### PASSAGE TO READ
◆ ◆ ◆ ◆ ◆ ◆ ◆

The Three Modes of Hadoop
As you may already knew, we can configure and use Hadoop in three modes. These modes are:
This mode is the default mode that you get when you’re downloading and extracting Hadoop for the first time. In this mode, Hadoop didn’t utilize HDFS to store input and output files. Hadoop just use local filesystem in its process. This mode is very useful for debugging your MapReduce code before you deploy it on large cluster and handle huge amounts of data. In this mode, the Hadoop’s configuration file triplet (
hdfs-site.xml) still free from custom configuration.
Pseudo distributed mode (or single node cluster)
In this mode, we configure the configuration triplet to run on a single cluster. The replication factor of HDFS is one, because we only use one node as Master Node, Data Node, Job Tracker, and Task Tracker. We can use this mode to test our code in the real HDFS without the complexity of fully distributed cluster. I’ve already covered the configuration process on my previous post.
Fully distributed mode (or multiple node cluster)
In this mode, we use Hadoop at its full scale. We can use cluster consists of a thousand nodes working together. This is the production phase, where your code and data are used and distributed across many nodes. You use this mode when your code is ready and work properly on the previous mode.
When you’re developing your MapReduce application, you will use these three modes interchangeably. Editing your configuration triplet everytime you want to switch to other mode can quite frustating and wasting your precious time. Therefore, we can configure this triplet so that you can switch from one mode to another easily. And here’s the way to do it.

◆ ◆ ◆ ◆ ◆ ◆ ◆

### EXTRACTED RECORDS

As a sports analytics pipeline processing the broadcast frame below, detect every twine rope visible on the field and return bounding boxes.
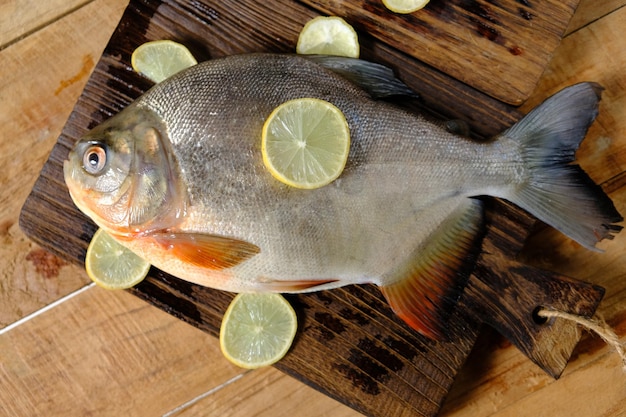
[537,308,626,372]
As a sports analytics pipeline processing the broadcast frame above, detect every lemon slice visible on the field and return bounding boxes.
[220,293,298,369]
[383,0,429,14]
[261,98,350,189]
[130,40,198,83]
[85,229,150,290]
[296,16,359,58]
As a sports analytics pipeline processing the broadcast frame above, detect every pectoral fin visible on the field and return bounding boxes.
[381,199,483,340]
[151,232,261,270]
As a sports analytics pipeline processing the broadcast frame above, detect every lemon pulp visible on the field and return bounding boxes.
[383,0,429,14]
[220,293,298,369]
[130,40,198,83]
[296,16,359,58]
[261,98,350,189]
[85,229,150,290]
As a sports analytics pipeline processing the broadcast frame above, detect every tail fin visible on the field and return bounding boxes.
[503,83,623,250]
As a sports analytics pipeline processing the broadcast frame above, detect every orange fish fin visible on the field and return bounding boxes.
[381,199,484,340]
[151,232,261,270]
[259,279,339,292]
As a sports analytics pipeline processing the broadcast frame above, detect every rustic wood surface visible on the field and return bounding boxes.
[0,1,625,415]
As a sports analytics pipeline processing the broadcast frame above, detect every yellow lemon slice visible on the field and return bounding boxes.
[261,98,350,189]
[296,16,359,58]
[85,229,150,290]
[220,293,298,369]
[383,0,429,14]
[130,40,198,83]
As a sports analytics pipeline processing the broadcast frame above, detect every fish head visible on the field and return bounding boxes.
[63,105,186,236]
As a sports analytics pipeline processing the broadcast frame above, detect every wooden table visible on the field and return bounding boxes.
[0,0,626,416]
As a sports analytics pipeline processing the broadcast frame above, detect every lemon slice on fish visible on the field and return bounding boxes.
[220,293,298,369]
[383,0,429,14]
[261,98,350,189]
[296,16,359,58]
[130,40,198,83]
[85,229,150,290]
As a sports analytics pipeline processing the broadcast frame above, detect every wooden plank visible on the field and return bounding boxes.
[0,0,128,327]
[0,287,244,416]
[0,0,89,50]
[522,7,626,182]
[565,0,626,35]
[168,368,362,417]
[304,0,579,105]
[21,1,612,416]
[442,7,626,417]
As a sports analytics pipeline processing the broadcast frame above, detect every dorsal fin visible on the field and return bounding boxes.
[302,55,418,98]
[381,199,484,340]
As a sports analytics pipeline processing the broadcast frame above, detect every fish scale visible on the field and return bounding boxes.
[65,54,622,338]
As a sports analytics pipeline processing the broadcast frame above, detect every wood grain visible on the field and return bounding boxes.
[0,288,244,416]
[20,1,616,416]
[6,0,626,417]
[305,0,579,104]
[0,0,89,49]
[0,0,127,327]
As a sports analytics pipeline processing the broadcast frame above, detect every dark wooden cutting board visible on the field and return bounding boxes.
[20,0,603,416]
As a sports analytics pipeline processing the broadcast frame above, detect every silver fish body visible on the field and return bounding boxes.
[65,54,621,337]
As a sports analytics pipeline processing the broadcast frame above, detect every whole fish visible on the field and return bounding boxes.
[64,54,622,338]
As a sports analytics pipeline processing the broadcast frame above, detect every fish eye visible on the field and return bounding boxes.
[83,144,107,175]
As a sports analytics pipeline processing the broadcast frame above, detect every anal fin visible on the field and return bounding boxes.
[259,278,339,293]
[381,199,484,340]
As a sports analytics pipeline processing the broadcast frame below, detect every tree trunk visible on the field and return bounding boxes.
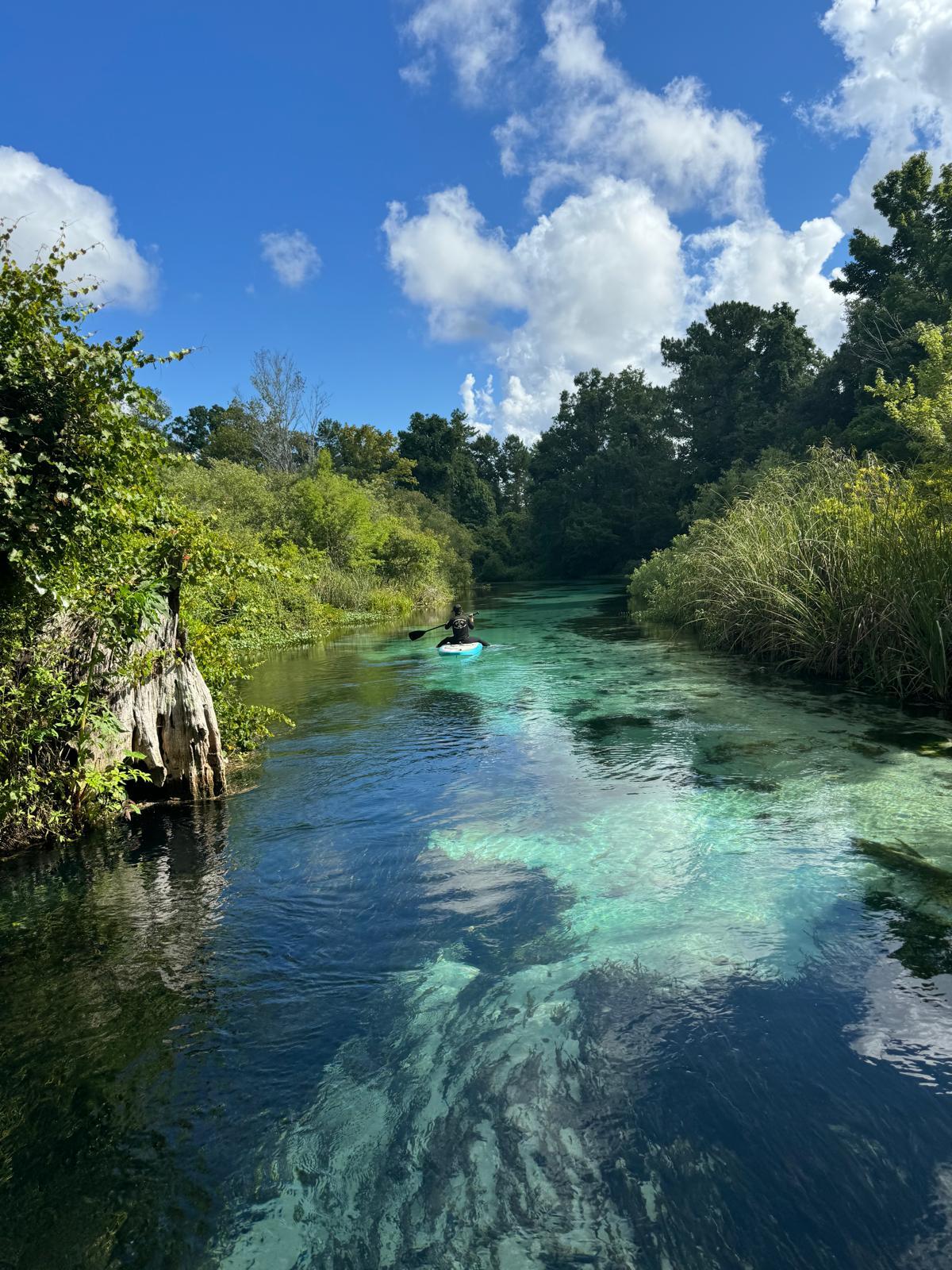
[99,593,225,802]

◆ ◆ ◆ ◆ ◆ ◆ ◆

### STATED TASK
Answer these questions from the text on Hadoop's three modes:
(a) In the default mode, what does Hadoop use in its process instead of HDFS?
(b) What is the HDFS replication factor in pseudo distributed mode?
(c) How many nodes can a cluster in fully distributed mode consist of?
The records have no connection to the text on Hadoop's three modes.

### TASK OUTPUT
(a) The local filesystem.
(b) One.
(c) A thousand nodes.